## KUTIPAN
####################

17 Juni 2015 11:36
"Salah satu
sekuel Film, adegan
penjemputan yang diduga terlibat BTI-PKI"
Kreatif dan menyejarah. Itulah ungkapan yang pantas
diucapkan ketika menyaksikan Film Pendek yang berjudul "Tragedi Kali
Abang". Kali Abang sendiri dalam bahasa Jawa artinya Sungai Merah. Film
ini sebenarnya adalah tugas akhir dari salah satu mata kuliah di Prodi
Pendidikan Sejarah Universitas Negeri Yogyakarta untuk angkatan 2011. Namun
mereka membuatnya dengan sungguh-sungguh dan riset yang dalam. Salah satu nilai
plus dalam film ini ialah diangkat dari kisah nyata tentang kemelut sosial
sekitar tahun 1960an di Klaten (pedesaan) karena faktor ekonomi. Kemudian
konflik ini memuncak pada tahun 1965 pasca Gerakan 30 September 1965 yang oleh
Orba PKI lah dalangnya.

####################

## TUGAS YANG DIKERJAKAN
**A)** Salin kata demi kata bagian kutipan yang dimulai pada "Kreatif dan menyejarah." dan berakhir pada "PKI lah dalangnya.".
**B)** Jawablah pertanyaan berikut berdasarkan kutipan.
(i) Apa arti Kali Abang dalam bahasa Jawa?
(ii) Film tersebut merupakan tugas akhir mata kuliah di program studi dan universitas mana?
(iii) Pada tahun berapa konflik itu memuncak?
Baris-baris data di bawah ini tidak diperlukan.

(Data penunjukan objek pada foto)
####################

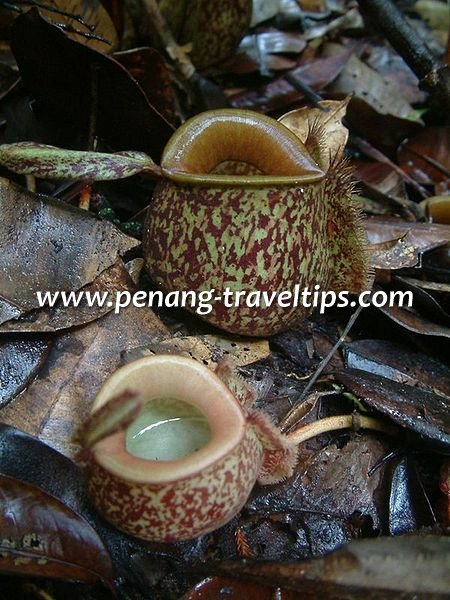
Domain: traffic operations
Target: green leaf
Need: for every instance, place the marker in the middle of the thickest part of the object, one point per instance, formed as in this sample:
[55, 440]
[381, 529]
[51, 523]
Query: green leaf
[50, 162]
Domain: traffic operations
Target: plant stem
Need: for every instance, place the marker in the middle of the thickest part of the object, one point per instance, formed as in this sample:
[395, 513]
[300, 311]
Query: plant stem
[328, 424]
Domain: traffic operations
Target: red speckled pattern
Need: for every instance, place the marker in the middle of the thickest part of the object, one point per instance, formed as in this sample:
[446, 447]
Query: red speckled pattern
[245, 239]
[182, 509]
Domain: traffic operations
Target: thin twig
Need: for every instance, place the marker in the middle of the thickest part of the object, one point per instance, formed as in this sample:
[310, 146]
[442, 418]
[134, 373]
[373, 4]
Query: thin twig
[434, 76]
[353, 421]
[330, 355]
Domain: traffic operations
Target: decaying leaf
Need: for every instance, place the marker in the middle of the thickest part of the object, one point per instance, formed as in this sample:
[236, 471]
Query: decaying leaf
[49, 162]
[393, 361]
[396, 244]
[46, 245]
[211, 349]
[214, 588]
[426, 156]
[20, 360]
[359, 79]
[328, 121]
[106, 285]
[424, 413]
[415, 322]
[72, 70]
[41, 536]
[371, 569]
[55, 406]
[279, 93]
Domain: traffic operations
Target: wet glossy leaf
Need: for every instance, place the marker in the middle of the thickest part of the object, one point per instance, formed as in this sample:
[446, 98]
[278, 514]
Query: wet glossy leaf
[49, 162]
[59, 402]
[398, 363]
[261, 47]
[72, 71]
[210, 349]
[149, 69]
[218, 588]
[426, 414]
[329, 480]
[41, 536]
[426, 155]
[70, 246]
[372, 569]
[279, 94]
[108, 283]
[20, 360]
[409, 507]
[397, 244]
[415, 322]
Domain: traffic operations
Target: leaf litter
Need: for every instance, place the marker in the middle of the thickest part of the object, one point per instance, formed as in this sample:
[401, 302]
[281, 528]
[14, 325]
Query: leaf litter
[344, 493]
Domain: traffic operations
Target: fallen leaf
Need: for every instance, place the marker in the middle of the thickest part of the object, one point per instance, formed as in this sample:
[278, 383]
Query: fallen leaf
[382, 568]
[360, 80]
[82, 310]
[95, 20]
[20, 361]
[426, 414]
[43, 537]
[147, 66]
[210, 349]
[59, 402]
[393, 361]
[279, 93]
[215, 588]
[396, 244]
[414, 322]
[71, 70]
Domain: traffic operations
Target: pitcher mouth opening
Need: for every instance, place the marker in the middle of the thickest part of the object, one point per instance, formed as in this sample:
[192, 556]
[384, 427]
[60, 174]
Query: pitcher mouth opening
[179, 395]
[167, 429]
[272, 153]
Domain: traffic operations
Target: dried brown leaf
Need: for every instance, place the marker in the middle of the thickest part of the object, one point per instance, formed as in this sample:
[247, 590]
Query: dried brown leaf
[40, 536]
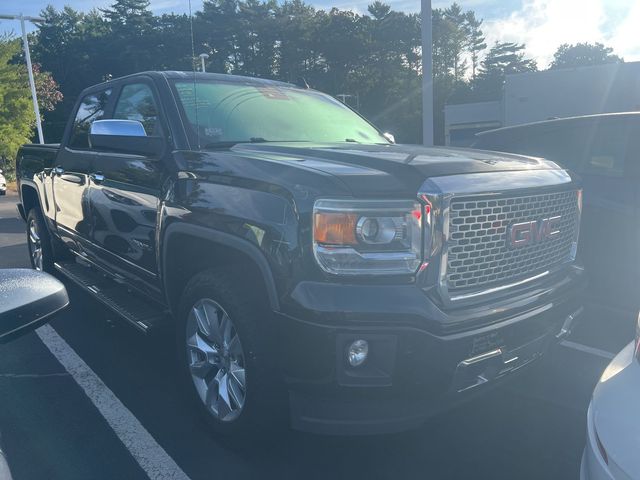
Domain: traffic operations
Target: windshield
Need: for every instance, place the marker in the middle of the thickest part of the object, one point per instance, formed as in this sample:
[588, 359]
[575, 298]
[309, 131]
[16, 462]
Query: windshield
[233, 112]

####################

## PENYELESAIAN LENGKAP
**A)**
Kreatif dan menyejarah. Itulah ungkapan yang pantas
diucapkan ketika menyaksikan Film Pendek yang berjudul "Tragedi Kali
Abang". Kali Abang sendiri dalam bahasa Jawa artinya Sungai Merah. Film
ini sebenarnya adalah tugas akhir dari salah satu mata kuliah di Prodi
Pendidikan Sejarah Universitas Negeri Yogyakarta untuk angkatan 2011. Namun
mereka membuatnya dengan sungguh-sungguh dan riset yang dalam. Salah satu nilai
plus dalam film ini ialah diangkat dari kisah nyata tentang kemelut sosial
sekitar tahun 1960an di Klaten (pedesaan) karena faktor ekonomi. Kemudian
konflik ini memuncak pada tahun 1965 pasca Gerakan 30 September 1965 yang oleh
Orba PKI lah dalangnya.

**B)**
(i) Sungai Merah.
(ii) Prodi Pendidikan Sejarah Universitas Negeri Yogyakarta.
(iii) Tahun 1965, pasca Gerakan 30 September 1965.